_Raw records_:
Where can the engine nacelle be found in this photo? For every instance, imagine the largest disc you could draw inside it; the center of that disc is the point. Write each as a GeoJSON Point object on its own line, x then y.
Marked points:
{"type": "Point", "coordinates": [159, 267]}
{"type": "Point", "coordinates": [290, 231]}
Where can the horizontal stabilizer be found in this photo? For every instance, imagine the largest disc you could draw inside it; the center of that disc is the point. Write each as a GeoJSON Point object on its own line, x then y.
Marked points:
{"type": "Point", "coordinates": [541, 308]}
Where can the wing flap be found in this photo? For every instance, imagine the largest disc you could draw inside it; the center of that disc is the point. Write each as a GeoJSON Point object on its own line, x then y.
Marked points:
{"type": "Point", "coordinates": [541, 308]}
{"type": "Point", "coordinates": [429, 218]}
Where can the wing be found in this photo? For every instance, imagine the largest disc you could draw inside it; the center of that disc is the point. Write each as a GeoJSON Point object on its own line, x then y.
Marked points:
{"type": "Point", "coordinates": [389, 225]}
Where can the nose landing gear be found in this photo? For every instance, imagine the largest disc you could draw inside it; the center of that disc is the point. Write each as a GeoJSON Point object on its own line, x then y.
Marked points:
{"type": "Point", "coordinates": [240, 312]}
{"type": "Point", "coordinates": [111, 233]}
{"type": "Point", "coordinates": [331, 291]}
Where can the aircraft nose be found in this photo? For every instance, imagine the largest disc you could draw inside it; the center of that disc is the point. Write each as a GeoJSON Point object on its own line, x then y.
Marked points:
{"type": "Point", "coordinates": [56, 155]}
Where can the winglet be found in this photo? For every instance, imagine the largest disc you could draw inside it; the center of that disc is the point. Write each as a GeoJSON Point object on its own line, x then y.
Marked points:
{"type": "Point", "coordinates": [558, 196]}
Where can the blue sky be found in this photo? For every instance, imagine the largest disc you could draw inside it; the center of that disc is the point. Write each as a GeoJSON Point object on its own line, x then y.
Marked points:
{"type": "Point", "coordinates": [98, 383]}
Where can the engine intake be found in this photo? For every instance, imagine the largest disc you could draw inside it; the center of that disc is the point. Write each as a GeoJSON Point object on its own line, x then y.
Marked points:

_Requirements_: Turn every line of the entries above into a numbered list, leaving out any blank lines.

_Result below_:
1. Where can the engine nacelle be found in this photo? For every instance, imagine the largest disc you could draw inside it; the center of that disc is the point. Write each as a GeoJSON Point object on its own line, x then y.
2. Marked points:
3. {"type": "Point", "coordinates": [159, 267]}
4. {"type": "Point", "coordinates": [290, 231]}
5. Where can the horizontal stabilizer be found in this photo? For every instance, imagine the largest disc you could draw inside it; the center of that disc is the point. Write each as a GeoJSON Point object on its own line, x then y.
6. Marked points:
7. {"type": "Point", "coordinates": [541, 308]}
8. Where can the wing flap be found in this photo? For every instance, imagine the largest disc you could draw inside it; the center of that disc is the point. Write each as a GeoJSON Point object on its own line, x then y.
9. Marked points:
10. {"type": "Point", "coordinates": [541, 308]}
11. {"type": "Point", "coordinates": [429, 218]}
12. Where can the wing be found in this photo? For every instance, imagine the largest disc you could draw inside it; the center of that disc is the point. Write each as a GeoJSON Point object on its own line, x then y.
13. Marked points:
14. {"type": "Point", "coordinates": [389, 225]}
15. Where can the nose landing gear be found in this photo? For every instance, imagine the largest disc you could draw inside it; the center of that disc is the point. Write each as a GeoJSON Point object on its own line, x then y.
16. Marked points:
17. {"type": "Point", "coordinates": [240, 312]}
18. {"type": "Point", "coordinates": [111, 233]}
19. {"type": "Point", "coordinates": [331, 291]}
20. Where can the aircraft nose be found in this photo? For every instance, imagine the largest disc you could draw inside it; the center of that disc is the point. Write each as a GeoJSON Point object on its own line, x then y.
21. Marked points:
22. {"type": "Point", "coordinates": [56, 155]}
23. Where can the winglet be found in this photo? For every instance, imagine the largest disc you could draw inside it; the center of that disc is the point. Write each as a GeoJSON Point object on its own line, x then y.
24. Marked points:
25. {"type": "Point", "coordinates": [558, 196]}
26. Where can the blue sky be found in this photo? For every instance, imagine the largest disc you could draw inside it; the center of that disc is the point. Write each as a GeoJSON Point object on its own line, x then y.
27. Marked points:
28. {"type": "Point", "coordinates": [98, 383]}
29. Where can the engine intake be found in this photo? For every instance, imagine the largest disc you could draw inside it; the center of that disc is the point. Write each as a GeoJSON Point object on its own line, x then y.
30. Marked points:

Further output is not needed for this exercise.